Elle réalise un premier miracle
"Quand ils l’apportèrent, ils remplirent la caisse de papiers, pour qu’elle ne s’abîme pas avec les cahots du chemin. Etant donné la dévotion qui s’y attachait déjà, une dame habitant Mérida possédait quelques-uns de ces papiers et les conservait avec vénération. Un de ses serviteurs indiens tomba d’une des hautes terrasses de la maison, où on travaillait. Sa chute fut si brutale qu’on le crut mort, bien qu’avec quelques soins il reprit ses esprits mais il se retrouva avec un bras et une jambe cassés. On alla chercher quelqu’un pour le soigner mais entre-temps la bonne dame sortit les papiers et en enveloppa le bras et la jambe blessés. Quand le chirurgien arriva, cherchant le dégât qu’il devait réparer, elle lui dit que ce pour quoi on l’avait appelé, l’indien, était sain et sauf, et de fait on le trouva ainsi, attribuant la guérison à un miracle de la Vierge Très Sainte d’Ytzmal, Dieu ayant donné un pouvoir surnaturel à ces papiers qui avaient touché l’image de sa très sainte mère." (Diego López de Cogolludo, Historia de Yucatán, Livre 5, Chapitre 2)
Izamal, vu par Antonio de Ciudad Real (1588) :
"Le jeudi 5 août (1588) … le père commissaire (Fray Alonso Ponce) … vint dire la messe au village et au couvent d’Itzmal, où il y avait une grande foule qui le reçut avec force musique de flûtes et hymnes au son de l’orgue. Ensuite les habitants du village et ceux des environs accoururent avec des offrandes de poules, d’iguanes, de tortues, d’œufs, de miel, d’avocats et d’autres fruits, et aucun d’entre eux ne voulut partir avant que le père commissaire ne leur eut célébré la messe et donné sa bénédiction, deux cérémonies pourtant dont ils étaient coutumiers.

- Consigne 1
Énumérez toutes les offrandes nommées que les habitants apportent au père commissaire à Itzmal, selon le texte.
Les lignes qui suivent n'ont aucun rapport avec le texte.

- Matériel fourni

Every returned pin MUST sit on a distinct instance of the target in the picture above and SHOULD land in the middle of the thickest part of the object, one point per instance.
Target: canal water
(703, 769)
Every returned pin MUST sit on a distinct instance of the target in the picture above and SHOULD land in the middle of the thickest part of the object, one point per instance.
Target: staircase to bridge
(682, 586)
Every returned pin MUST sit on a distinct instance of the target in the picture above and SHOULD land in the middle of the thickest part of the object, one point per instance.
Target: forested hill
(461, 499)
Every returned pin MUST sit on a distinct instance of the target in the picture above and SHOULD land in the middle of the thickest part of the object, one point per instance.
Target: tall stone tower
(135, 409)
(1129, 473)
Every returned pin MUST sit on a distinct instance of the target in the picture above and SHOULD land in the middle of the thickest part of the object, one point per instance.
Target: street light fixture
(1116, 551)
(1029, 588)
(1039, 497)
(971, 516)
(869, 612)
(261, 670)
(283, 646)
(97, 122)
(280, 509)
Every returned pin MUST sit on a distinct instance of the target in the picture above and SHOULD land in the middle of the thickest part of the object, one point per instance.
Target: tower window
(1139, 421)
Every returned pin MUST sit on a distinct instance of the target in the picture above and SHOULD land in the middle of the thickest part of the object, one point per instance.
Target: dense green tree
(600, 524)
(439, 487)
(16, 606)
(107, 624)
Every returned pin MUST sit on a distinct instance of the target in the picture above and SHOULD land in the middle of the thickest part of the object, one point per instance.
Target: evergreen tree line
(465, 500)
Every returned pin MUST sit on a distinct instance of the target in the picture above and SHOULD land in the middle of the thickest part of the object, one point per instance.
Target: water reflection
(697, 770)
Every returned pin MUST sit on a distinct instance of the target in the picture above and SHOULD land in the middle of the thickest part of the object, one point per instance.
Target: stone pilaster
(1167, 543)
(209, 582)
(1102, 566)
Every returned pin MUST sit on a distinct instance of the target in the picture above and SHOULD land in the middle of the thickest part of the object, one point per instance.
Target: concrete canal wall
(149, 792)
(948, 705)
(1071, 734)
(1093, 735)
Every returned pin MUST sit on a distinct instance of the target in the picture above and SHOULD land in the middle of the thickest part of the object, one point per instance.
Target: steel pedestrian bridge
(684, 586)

- Consigne 2
Repérez toutes les lignes qui contiennent le mot "canal" et recopiez-les, en tenant compte de la casse.

- Réponse 1
Poules, iguanes, tortues, œufs, miel, avocats.

- Réponse 2
Target: canal water
Target: concrete canal wall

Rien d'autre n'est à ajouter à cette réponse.